Locate the word "necklace" in the data below, then copy every line that holds it.

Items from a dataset
- - - - - - -

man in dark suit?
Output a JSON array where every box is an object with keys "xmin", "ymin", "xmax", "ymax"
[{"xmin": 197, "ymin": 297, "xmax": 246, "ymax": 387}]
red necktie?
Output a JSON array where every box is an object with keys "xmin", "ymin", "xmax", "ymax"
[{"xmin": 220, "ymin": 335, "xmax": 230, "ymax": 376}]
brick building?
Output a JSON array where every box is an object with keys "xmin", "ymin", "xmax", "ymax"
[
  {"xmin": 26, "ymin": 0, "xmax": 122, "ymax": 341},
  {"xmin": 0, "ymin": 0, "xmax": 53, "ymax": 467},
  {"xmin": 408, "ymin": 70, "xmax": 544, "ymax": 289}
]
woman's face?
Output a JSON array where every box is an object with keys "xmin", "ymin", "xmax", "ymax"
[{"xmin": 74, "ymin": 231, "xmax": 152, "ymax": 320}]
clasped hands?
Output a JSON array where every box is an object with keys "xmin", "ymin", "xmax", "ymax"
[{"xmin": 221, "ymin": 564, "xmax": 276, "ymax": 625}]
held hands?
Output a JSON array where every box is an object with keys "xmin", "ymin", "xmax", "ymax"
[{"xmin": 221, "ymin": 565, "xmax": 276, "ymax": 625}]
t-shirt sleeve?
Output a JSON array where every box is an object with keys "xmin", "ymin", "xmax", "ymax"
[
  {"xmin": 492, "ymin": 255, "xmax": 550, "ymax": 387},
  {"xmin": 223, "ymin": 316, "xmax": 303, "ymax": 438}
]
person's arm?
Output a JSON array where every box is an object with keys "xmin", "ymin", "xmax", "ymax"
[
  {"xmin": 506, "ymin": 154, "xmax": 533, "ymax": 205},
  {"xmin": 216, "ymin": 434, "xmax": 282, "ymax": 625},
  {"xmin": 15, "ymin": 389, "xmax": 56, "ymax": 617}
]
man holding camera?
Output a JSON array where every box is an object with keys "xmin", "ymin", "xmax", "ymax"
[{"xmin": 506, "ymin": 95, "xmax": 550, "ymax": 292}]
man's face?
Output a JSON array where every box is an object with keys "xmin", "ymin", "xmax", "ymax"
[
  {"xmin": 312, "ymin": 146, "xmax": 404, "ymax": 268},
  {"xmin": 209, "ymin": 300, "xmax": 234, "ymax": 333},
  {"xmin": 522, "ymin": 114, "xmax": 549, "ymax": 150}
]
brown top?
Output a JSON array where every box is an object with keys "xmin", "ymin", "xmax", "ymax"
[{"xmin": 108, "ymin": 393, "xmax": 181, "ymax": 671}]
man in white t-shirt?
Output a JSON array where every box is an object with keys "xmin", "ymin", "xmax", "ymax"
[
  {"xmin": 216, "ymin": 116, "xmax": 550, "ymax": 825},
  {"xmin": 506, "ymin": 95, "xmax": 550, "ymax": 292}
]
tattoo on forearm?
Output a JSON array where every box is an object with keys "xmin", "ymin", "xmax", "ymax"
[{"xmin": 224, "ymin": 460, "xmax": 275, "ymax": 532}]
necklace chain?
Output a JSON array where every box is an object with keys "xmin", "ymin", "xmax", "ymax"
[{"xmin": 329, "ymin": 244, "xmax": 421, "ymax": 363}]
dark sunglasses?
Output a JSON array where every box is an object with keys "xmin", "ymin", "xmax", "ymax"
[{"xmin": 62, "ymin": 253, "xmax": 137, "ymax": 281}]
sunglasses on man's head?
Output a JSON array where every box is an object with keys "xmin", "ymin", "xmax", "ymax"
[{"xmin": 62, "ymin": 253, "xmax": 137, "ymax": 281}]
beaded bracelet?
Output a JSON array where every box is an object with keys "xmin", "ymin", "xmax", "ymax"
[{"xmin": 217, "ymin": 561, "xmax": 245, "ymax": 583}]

- - - - - - -

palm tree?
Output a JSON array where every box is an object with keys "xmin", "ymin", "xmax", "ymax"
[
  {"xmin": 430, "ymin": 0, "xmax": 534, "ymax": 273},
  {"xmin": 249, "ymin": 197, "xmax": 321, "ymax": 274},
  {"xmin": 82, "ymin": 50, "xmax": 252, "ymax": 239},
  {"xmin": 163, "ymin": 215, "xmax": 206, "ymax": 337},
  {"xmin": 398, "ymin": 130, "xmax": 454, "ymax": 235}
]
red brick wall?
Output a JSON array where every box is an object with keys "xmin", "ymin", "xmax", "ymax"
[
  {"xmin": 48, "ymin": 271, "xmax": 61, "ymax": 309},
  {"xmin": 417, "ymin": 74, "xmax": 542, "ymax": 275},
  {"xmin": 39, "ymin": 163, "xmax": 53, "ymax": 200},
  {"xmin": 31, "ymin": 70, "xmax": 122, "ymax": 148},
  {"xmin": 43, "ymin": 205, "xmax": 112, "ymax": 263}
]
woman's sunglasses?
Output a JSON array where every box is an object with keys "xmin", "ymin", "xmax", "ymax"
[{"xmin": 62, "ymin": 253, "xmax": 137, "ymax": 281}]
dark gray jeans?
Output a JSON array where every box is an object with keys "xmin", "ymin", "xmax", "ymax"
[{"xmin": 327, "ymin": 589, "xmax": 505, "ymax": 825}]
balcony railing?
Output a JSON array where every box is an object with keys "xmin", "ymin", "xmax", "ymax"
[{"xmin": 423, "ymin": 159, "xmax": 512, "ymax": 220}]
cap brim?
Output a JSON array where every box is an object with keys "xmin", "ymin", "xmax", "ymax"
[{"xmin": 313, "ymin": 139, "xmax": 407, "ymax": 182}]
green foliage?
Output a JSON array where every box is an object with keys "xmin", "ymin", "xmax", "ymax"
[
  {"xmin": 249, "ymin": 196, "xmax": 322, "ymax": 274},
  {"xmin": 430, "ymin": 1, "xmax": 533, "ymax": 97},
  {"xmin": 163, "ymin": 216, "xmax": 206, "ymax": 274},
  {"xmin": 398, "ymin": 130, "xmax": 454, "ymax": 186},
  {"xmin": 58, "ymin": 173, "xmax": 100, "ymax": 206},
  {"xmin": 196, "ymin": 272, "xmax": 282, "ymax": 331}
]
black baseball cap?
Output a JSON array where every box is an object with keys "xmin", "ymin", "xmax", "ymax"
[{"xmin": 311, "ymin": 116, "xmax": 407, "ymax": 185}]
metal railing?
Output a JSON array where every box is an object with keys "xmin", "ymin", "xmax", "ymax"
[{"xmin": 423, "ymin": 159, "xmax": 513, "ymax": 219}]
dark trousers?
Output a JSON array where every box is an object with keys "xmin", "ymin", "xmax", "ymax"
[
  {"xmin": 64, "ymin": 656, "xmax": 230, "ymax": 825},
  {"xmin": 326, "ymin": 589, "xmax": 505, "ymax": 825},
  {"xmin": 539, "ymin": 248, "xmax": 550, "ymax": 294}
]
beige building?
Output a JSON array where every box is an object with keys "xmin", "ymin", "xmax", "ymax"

- - - - - - -

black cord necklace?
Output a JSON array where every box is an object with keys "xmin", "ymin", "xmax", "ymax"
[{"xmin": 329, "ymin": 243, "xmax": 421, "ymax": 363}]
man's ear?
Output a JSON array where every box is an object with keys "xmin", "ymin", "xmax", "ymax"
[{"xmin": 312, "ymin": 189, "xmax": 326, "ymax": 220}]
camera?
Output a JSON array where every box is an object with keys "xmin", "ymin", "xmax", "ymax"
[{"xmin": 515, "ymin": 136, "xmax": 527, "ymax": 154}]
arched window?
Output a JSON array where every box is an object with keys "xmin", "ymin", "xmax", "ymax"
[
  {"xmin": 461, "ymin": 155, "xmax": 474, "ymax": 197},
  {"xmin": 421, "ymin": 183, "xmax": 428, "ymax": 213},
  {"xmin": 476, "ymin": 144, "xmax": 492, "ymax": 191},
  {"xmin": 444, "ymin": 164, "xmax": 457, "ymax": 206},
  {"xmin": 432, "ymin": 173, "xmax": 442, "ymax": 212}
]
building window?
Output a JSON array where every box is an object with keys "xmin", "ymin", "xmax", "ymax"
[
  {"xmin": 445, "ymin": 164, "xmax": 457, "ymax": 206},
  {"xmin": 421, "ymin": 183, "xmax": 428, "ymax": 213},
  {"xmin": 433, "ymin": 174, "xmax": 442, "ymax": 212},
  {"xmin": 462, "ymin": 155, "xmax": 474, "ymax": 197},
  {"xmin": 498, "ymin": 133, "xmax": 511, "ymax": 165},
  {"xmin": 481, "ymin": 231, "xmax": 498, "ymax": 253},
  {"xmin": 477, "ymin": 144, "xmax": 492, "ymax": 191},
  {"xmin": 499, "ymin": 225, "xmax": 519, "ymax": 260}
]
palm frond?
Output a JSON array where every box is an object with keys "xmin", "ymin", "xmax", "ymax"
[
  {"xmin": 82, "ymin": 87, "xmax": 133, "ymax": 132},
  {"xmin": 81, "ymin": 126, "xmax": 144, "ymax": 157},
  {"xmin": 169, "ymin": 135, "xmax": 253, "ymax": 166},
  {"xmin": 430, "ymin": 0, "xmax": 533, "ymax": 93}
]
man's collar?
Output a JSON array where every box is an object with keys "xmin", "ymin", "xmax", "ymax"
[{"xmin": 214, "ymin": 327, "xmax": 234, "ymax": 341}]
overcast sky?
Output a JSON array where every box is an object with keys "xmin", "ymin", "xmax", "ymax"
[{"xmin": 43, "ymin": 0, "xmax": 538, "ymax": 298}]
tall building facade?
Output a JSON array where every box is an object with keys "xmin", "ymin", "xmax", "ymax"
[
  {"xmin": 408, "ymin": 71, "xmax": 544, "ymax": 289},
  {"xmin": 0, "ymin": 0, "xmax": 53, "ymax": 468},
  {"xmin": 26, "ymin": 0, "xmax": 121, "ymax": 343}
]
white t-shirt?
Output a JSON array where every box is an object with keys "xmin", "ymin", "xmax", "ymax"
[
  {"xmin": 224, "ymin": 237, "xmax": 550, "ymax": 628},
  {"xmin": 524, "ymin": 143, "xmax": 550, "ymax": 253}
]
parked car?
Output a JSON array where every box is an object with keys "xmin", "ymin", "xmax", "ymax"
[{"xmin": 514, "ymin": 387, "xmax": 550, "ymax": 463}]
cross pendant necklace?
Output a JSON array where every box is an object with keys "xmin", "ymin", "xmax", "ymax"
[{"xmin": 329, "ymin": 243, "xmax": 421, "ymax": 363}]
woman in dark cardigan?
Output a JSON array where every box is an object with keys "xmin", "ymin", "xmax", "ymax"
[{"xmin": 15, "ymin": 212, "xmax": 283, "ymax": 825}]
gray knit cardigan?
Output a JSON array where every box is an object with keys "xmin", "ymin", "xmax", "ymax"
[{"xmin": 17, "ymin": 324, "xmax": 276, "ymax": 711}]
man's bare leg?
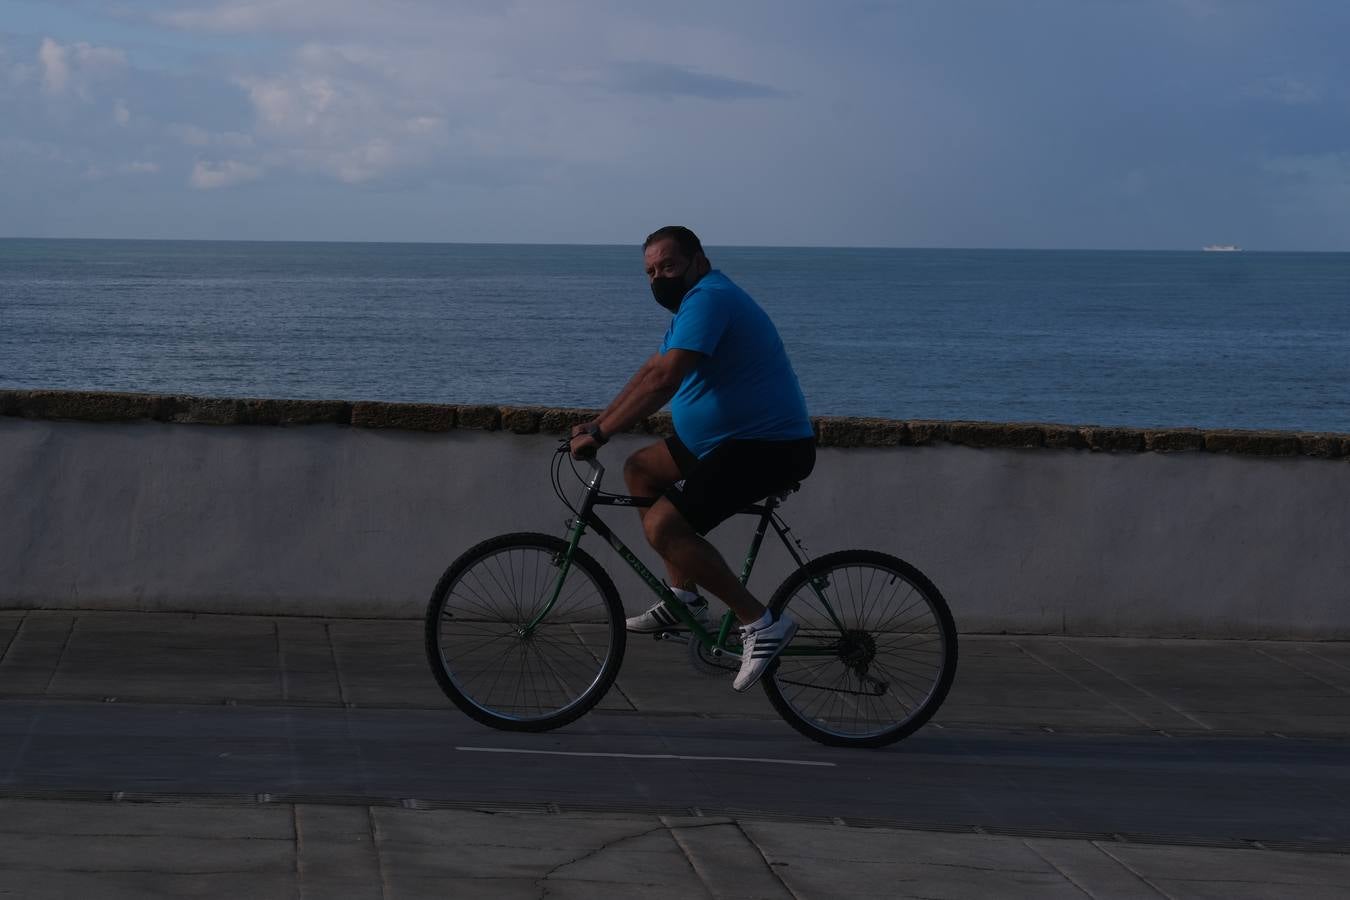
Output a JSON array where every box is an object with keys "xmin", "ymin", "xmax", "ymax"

- - - - - - -

__Written response__:
necklace chain?
black cord necklace?
cross pendant necklace?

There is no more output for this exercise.